## Stored data entries
--------------------------------------------------

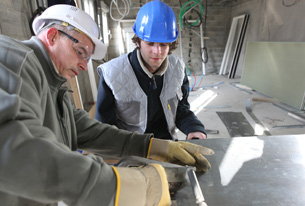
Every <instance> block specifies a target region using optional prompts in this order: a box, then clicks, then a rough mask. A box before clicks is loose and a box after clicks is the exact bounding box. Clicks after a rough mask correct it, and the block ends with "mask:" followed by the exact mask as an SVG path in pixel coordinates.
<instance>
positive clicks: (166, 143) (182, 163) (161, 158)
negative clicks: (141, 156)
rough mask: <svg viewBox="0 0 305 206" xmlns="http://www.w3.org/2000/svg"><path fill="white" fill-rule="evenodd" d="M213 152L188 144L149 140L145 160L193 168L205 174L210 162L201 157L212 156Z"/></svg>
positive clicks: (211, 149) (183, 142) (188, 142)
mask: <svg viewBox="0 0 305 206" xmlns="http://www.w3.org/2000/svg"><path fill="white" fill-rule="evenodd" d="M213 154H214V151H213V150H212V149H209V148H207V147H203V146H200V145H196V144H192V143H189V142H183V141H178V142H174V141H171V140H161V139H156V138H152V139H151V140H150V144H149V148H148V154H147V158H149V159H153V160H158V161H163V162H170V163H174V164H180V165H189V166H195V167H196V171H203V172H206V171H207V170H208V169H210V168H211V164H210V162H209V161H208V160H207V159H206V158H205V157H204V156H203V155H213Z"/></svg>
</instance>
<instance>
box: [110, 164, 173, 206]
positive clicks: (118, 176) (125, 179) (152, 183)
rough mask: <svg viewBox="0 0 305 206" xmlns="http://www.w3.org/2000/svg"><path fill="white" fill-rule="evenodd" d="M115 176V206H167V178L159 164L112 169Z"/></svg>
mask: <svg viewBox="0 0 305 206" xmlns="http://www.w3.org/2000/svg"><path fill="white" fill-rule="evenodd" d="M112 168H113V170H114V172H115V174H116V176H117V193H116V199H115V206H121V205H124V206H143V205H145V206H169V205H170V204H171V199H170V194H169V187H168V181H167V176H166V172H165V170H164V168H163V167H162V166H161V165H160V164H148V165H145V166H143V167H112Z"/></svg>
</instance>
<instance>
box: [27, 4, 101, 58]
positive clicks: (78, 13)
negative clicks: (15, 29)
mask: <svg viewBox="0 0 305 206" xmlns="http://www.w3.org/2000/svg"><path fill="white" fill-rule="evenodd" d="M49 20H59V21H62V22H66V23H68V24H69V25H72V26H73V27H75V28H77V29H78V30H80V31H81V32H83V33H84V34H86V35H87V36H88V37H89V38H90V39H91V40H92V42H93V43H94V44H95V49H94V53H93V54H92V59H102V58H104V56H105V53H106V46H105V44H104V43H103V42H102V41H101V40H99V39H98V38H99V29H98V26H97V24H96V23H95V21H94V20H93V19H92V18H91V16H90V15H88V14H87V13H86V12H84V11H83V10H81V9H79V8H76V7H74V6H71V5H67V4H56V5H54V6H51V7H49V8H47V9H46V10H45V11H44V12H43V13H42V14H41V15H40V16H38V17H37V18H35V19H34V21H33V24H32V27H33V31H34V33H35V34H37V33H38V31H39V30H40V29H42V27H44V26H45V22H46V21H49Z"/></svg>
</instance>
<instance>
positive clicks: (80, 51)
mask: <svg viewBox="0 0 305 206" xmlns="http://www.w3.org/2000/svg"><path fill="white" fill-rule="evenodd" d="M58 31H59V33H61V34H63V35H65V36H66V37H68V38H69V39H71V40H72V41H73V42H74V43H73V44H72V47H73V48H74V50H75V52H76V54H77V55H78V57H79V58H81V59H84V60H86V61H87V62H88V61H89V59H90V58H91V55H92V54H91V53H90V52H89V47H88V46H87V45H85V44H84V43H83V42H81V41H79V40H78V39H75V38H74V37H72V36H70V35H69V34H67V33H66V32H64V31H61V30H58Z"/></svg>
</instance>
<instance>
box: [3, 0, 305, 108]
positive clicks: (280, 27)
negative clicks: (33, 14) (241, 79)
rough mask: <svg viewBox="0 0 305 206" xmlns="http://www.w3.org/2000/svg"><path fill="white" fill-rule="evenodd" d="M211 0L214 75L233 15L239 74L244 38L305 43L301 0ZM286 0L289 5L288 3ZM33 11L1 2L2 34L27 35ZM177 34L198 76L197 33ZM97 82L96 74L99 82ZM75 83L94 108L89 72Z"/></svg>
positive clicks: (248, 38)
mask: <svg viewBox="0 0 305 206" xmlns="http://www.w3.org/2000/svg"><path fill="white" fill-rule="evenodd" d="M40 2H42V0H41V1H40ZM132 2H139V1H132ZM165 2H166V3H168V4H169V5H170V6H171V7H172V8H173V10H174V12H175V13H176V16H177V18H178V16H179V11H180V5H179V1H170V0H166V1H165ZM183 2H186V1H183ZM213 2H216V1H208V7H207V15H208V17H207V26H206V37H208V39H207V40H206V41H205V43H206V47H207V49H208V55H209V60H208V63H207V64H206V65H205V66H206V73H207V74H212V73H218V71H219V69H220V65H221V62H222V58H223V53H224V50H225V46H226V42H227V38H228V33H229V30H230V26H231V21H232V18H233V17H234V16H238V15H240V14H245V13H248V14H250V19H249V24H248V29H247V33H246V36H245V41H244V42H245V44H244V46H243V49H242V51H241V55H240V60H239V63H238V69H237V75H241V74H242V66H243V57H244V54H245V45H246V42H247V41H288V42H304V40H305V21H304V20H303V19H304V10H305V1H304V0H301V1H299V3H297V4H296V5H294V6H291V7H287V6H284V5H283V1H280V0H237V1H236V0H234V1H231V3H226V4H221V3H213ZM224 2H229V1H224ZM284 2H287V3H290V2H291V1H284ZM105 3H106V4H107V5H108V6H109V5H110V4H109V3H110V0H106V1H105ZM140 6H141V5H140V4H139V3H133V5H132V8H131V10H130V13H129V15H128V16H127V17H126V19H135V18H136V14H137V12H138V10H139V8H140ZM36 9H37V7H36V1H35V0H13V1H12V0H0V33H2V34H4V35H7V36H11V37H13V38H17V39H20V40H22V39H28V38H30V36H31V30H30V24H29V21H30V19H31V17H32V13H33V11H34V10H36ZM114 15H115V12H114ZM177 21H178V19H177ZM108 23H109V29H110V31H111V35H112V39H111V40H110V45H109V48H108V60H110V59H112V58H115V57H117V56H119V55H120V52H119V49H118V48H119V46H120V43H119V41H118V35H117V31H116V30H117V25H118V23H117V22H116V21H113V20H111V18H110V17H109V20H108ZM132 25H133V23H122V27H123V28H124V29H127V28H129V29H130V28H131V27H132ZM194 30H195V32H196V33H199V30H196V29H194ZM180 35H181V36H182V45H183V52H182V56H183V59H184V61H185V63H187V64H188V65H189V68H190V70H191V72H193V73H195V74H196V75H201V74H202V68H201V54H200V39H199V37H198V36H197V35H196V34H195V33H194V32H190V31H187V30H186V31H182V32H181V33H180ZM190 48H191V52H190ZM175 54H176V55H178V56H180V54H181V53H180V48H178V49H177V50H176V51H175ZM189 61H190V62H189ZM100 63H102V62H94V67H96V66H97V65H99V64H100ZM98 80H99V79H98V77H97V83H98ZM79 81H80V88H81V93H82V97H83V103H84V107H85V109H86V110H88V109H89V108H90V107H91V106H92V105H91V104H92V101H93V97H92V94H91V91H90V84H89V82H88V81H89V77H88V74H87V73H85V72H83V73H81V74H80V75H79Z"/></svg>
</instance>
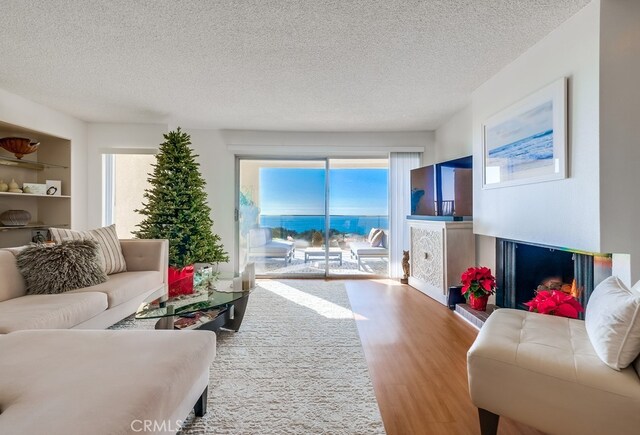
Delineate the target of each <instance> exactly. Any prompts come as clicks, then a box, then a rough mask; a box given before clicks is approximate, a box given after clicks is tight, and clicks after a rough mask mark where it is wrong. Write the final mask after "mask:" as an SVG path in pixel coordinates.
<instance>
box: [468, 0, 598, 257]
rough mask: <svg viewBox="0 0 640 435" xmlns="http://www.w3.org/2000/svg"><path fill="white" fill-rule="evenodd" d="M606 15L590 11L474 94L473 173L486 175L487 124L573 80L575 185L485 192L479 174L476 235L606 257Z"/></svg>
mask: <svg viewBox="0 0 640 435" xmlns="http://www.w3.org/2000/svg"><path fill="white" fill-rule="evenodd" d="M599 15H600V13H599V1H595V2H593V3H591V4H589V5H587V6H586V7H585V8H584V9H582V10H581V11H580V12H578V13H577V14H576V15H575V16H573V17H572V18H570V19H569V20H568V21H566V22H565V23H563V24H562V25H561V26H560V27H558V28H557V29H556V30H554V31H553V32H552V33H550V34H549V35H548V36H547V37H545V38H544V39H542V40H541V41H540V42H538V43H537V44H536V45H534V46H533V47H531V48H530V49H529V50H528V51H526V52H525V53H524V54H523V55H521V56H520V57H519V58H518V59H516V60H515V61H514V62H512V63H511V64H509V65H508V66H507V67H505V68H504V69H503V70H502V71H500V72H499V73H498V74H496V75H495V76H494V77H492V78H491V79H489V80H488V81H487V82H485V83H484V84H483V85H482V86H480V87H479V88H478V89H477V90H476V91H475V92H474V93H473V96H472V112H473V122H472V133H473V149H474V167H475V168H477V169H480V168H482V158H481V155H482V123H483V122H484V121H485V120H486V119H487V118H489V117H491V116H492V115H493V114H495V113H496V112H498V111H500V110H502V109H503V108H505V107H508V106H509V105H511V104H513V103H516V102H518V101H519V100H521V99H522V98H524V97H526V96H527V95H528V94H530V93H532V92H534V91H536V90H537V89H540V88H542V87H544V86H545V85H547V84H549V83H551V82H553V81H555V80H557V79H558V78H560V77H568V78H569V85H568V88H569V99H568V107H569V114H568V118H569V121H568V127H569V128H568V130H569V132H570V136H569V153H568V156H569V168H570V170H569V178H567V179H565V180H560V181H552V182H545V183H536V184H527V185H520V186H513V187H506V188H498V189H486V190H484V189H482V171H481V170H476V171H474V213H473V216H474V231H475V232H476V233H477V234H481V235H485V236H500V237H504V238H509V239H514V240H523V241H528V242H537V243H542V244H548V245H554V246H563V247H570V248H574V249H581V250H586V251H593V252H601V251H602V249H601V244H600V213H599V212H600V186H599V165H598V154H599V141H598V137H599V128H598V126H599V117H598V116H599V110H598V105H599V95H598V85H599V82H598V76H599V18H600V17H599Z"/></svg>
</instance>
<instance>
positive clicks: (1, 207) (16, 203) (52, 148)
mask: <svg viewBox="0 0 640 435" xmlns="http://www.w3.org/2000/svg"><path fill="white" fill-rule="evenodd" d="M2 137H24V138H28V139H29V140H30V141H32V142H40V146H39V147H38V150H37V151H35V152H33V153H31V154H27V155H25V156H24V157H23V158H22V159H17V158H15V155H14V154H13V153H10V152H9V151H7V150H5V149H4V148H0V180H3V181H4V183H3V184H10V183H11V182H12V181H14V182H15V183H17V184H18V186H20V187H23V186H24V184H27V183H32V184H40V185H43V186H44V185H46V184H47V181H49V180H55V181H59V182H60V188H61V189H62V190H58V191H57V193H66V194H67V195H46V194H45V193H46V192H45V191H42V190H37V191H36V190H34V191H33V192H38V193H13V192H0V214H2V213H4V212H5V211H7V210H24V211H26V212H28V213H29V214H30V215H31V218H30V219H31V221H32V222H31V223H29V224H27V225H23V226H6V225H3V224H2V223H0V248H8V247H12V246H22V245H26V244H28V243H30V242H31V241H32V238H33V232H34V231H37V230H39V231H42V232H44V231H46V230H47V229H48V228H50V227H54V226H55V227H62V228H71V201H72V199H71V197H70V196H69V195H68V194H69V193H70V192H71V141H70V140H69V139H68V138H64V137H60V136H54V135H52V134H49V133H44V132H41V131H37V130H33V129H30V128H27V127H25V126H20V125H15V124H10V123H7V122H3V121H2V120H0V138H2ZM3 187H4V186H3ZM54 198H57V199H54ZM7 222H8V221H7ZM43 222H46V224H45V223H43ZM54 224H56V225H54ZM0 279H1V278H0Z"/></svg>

--------------------------------------------------

## REQUIRED ACTION
Would you filter the records and copy each line that contains the word "then"?

## EXERCISE RESULT
Every <instance> block specifies a target region using optional prompts in this order: a box, then clicks, then a rough mask. A box before clicks is loose and a box after clicks is the exact bounding box. Clicks after a rough mask correct it, and the block ends with "mask:" followed by the exact mask as an SVG path in pixel coordinates.
Delineate the target of each <instance> exactly. Any prompts come as clicks, then a box, then a rough mask; a box given before clicks is approximate, a box given after clicks is tight, and clicks after a rough mask mark where it is wrong. Write the final mask after "mask:" as an SVG path in pixel coordinates.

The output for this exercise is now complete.